■ Brief ■
Exactly reproduce the lines beginning with the line that includes "Now, the label says the withered" and ending with the last line of the data.

Records drawn from a dataset
[Start of section]

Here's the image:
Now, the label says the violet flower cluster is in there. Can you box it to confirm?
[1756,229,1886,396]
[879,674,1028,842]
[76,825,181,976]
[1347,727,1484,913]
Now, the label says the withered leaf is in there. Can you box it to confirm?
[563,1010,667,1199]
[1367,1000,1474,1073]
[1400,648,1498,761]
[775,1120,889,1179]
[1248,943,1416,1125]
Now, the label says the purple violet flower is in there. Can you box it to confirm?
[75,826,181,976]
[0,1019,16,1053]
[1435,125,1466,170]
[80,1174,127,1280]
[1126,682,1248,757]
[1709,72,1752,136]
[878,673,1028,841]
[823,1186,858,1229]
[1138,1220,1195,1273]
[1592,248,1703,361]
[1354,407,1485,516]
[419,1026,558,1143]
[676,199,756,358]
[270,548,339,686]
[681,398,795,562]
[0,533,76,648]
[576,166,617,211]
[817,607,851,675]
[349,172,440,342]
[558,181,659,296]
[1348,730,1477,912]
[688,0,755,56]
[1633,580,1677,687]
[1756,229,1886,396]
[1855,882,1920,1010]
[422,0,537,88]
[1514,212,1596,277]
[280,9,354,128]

[End of section]

■ Answer area ■
Now, the label says the withered leaf is in there. Can you box it to confirm?
[563,1010,667,1199]
[1367,1000,1474,1073]
[1400,648,1498,761]
[775,1120,889,1179]
[1248,943,1416,1125]
Now, the label says the purple violet flower is in there. Can you box it to confirm?
[75,826,181,976]
[0,1019,16,1053]
[1435,125,1466,170]
[80,1174,127,1280]
[1126,682,1248,757]
[1709,72,1752,136]
[878,673,1028,841]
[823,1186,858,1229]
[1138,1220,1195,1273]
[1592,248,1703,361]
[1354,407,1485,516]
[419,1026,558,1143]
[676,199,756,358]
[270,548,339,686]
[681,398,795,562]
[0,533,76,648]
[576,166,617,211]
[817,607,851,675]
[349,172,440,342]
[558,181,659,296]
[1348,730,1477,912]
[688,0,755,56]
[1633,580,1677,687]
[1756,229,1886,396]
[1855,882,1920,1010]
[422,0,537,88]
[1514,212,1596,277]
[280,9,354,128]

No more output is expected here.